# [Directions for this task]
Drop every picture and give the entries back exactly.
=== Data shown ===
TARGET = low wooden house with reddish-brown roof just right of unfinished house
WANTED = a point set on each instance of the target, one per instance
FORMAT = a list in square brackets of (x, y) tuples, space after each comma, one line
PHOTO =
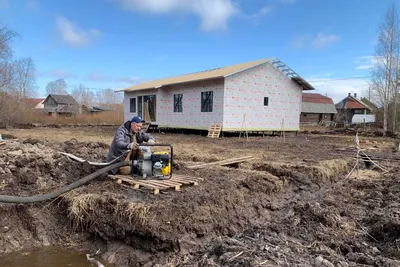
[(316, 108)]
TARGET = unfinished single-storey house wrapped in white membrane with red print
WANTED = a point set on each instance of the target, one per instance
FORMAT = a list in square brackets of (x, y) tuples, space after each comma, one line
[(261, 95)]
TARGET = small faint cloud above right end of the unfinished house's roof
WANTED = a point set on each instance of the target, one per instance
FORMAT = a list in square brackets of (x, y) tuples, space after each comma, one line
[(318, 41)]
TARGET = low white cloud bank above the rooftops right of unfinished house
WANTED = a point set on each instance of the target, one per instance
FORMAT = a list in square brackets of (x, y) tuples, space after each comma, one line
[(338, 89)]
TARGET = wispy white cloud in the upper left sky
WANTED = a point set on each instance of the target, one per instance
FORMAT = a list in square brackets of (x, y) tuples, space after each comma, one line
[(72, 34)]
===
# [Task output]
TARGET = low wooden house with reddish-brown roof just right of unfinished house
WANTED = a point set on each instance of the target, one per instance
FORMAT = a list in square brackets of (x, y) tuples, space after each comma, one line
PHOTO =
[(316, 108)]
TARGET = unfinished single-storey house wrapped in white membrane with red print
WANTED = a point set on each instance of the target, one per instance
FORMAT = a list in square brackets of (x, y) tuples, space after each comma, one line
[(261, 95)]
TARGET = small faint cloud above right end of the unfinished house's roof
WANTED = a point set on each instance of the target, one per instance
FORMAT = a list in square brackets of (x, y) tuples, space after each comma, one line
[(318, 41)]
TARGET = low white cloud bank above the rooftops right of unfinished house
WANTED = a point set on each instance of the target, one per instance
FORMAT = a list in square brackets of (x, y) tuples, space after each comma, one line
[(338, 89)]
TARGET = wispy white cloud in the upper left sky
WANTED = a point set on each instance of the target, one per instance
FORMAT = a list in square brackets of (x, y) tuples, space after each comma, one line
[(72, 34)]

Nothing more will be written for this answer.